TASK 1 »
From the Marapurani Katha page, write out the part starting with "Marapurani Katha is" and going on through "27 July 1967.".
TASK 2 »
According to the Marapurani Katha page, why is Kai Kodutha Deivam listed under "Based on"? Answer in one to three sentences.

SUPPLIED TEXT »
•••••

- Theatrical release poster
- Directed by: V. Ramachandra Rao
- Screenplay by: V. Ramachandra Rao
- Based on: Kai Kodutha Deivam by K. S. Gopalakrishnan
- Produced by: Sundarlal Nahatha Doondi
- Starring: Krishna Vanisri
- Cinematography: S. Venkat Ratnam
- Edited by: N. S. Prakasam
- Music by: T. Chalapathi Rao
- Production company: Sri Productions
- Release date: 27 July 1967;
- Running time: 178 minutes
- Country: India
- Language: Telugu

= Marapurani Katha =

Marapurani Katha is a 1967 Indian Telugu-language romantic drama film directed by V. Ramachandra Rao in his debut. A remake of the Tamil film Kai Kodutha Deivam (1964), it stars Krishna and Vanisri. The film was released on 27 July 1967.

•••••

RECORDS »

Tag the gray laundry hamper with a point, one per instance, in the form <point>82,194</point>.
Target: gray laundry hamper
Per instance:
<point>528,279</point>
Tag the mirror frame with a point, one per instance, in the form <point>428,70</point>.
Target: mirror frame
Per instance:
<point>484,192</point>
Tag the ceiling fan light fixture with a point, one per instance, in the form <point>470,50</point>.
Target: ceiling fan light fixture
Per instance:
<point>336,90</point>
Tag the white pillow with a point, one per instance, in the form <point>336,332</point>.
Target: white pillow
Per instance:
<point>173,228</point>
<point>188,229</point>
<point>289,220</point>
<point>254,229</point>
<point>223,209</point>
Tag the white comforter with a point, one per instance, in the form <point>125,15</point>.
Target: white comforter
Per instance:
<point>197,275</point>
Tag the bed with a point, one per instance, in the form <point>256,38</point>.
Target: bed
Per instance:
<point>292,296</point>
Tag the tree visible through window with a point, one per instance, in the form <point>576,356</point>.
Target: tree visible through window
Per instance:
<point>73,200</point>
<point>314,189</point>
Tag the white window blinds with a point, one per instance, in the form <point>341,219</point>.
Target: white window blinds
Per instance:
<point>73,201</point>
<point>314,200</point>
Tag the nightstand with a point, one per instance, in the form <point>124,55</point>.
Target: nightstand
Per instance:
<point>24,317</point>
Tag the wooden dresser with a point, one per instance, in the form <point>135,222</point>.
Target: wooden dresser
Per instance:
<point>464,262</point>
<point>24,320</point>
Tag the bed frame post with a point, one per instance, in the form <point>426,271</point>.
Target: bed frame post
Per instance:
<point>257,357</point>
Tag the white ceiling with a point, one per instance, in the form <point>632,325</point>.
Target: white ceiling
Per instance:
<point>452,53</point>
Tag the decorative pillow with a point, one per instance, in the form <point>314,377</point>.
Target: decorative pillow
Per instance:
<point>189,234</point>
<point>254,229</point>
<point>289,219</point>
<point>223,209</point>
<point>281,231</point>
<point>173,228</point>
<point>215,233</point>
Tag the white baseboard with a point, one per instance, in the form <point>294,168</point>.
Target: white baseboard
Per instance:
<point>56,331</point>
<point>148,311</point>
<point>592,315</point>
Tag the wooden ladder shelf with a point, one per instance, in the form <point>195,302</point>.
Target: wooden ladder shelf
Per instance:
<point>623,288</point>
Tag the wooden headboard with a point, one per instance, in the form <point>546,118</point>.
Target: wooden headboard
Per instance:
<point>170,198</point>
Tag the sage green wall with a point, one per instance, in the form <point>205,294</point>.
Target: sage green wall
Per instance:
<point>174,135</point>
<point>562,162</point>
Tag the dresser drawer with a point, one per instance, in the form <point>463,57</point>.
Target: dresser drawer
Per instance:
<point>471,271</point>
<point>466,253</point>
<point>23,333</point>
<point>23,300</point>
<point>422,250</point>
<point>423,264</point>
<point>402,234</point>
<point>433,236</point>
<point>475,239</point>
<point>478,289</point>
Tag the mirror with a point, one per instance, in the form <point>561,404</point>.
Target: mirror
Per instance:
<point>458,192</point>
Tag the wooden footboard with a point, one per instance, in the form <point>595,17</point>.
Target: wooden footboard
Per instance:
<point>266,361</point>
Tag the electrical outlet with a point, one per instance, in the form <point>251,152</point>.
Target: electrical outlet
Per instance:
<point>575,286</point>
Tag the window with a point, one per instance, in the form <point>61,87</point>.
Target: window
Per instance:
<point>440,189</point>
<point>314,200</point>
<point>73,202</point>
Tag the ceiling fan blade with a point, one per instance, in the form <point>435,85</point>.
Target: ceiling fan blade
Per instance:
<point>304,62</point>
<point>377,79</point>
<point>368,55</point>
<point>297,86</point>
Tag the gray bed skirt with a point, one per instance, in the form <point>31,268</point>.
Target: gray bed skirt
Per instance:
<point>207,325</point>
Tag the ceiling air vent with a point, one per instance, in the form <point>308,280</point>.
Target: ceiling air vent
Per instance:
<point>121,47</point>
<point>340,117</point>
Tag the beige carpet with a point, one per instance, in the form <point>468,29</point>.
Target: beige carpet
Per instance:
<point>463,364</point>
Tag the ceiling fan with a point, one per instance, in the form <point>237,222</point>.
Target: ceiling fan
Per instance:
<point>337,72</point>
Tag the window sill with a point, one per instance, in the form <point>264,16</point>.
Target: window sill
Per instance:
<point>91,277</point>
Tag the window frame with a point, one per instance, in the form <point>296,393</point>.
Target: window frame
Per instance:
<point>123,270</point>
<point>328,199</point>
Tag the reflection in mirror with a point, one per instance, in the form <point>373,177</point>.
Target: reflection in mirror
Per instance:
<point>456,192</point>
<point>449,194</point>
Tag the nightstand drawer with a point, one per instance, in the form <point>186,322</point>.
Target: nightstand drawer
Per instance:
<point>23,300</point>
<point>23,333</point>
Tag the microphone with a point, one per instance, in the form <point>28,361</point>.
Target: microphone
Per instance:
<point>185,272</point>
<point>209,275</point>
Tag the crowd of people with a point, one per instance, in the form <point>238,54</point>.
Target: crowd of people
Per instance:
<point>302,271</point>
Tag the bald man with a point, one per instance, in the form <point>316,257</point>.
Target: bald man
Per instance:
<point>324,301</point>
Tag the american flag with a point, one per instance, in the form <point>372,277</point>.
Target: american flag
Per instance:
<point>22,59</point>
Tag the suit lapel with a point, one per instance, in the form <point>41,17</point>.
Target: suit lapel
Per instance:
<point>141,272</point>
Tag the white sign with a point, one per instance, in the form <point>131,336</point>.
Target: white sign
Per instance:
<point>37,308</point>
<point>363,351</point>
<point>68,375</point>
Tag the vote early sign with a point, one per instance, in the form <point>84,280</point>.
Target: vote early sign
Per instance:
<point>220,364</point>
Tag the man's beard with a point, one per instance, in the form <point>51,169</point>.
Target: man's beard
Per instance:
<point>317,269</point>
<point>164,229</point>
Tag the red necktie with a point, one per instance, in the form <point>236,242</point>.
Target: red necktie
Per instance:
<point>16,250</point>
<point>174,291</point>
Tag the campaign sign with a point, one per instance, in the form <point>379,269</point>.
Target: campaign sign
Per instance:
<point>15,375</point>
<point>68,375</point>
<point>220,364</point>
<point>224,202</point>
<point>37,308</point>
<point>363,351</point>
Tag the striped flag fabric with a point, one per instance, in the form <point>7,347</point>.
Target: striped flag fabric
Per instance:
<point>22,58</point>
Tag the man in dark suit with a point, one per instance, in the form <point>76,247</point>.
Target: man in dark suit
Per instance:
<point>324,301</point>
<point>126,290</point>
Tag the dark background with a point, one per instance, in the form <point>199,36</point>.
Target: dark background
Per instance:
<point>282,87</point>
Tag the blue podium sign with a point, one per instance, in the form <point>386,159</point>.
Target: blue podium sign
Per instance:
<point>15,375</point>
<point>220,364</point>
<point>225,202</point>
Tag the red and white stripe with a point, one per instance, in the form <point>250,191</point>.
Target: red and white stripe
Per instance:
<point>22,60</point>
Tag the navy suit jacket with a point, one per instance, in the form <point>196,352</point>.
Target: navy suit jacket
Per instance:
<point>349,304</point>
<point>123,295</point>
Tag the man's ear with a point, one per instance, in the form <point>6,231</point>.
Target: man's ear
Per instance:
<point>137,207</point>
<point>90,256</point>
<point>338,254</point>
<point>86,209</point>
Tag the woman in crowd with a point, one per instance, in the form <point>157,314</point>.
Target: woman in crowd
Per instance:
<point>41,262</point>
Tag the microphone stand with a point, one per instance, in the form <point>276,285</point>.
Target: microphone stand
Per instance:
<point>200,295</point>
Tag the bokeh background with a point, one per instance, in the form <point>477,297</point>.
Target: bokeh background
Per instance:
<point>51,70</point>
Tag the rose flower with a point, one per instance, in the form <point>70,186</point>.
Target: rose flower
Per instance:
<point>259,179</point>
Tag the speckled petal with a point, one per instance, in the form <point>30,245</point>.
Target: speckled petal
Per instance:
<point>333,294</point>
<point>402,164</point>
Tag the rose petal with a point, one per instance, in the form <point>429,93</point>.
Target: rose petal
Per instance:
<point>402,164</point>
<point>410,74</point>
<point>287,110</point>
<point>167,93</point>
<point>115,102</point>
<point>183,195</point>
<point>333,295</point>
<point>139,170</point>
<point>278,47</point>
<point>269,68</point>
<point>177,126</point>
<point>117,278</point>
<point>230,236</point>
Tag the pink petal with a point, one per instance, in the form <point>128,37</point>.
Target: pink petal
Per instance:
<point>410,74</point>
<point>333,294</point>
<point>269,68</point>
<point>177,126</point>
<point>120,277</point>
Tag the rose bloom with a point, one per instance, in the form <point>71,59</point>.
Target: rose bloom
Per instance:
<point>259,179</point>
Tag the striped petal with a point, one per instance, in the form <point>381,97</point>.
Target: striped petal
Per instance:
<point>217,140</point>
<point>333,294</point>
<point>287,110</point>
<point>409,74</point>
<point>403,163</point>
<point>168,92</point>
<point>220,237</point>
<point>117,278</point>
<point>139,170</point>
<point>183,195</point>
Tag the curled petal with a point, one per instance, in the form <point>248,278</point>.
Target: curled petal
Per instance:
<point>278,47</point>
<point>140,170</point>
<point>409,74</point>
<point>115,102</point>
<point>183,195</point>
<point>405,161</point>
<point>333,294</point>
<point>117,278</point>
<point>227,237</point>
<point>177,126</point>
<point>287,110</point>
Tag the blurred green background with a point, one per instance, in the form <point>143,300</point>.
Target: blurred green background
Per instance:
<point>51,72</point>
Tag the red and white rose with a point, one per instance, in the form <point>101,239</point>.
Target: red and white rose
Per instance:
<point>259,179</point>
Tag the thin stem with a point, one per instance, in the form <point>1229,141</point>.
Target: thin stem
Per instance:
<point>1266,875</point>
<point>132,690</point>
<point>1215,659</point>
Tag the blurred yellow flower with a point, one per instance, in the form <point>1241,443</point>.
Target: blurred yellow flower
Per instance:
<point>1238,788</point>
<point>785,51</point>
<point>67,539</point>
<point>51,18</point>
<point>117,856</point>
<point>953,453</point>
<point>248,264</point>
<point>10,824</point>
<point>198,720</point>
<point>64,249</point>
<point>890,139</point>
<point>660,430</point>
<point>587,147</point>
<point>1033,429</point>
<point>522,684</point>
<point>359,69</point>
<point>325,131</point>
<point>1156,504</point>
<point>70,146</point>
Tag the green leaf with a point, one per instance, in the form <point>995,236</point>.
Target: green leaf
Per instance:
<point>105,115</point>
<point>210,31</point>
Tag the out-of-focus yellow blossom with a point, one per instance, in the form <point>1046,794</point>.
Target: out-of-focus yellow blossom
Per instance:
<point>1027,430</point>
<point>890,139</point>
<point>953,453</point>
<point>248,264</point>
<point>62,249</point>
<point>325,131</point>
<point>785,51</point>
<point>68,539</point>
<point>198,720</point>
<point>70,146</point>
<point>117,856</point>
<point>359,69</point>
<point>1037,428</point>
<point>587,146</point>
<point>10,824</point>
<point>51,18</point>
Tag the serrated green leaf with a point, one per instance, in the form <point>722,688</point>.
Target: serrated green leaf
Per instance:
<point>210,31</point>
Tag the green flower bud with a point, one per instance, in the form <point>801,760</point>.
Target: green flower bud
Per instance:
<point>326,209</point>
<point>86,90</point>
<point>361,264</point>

•••••

TASK ANSWER 1 »
Marapurani Katha is a 1967 Indian Telugu-language romantic drama film directed by V. Ramachandra Rao in his debut. A remake of the Tamil film Kai Kodutha Deivam (1964), it stars Krishna and Vanisri. The film was released on 27 July 1967.

TASK ANSWER 2 »
Marapurani Katha is a remake of the 1964 Tamil film Kai Kodutha Deivam.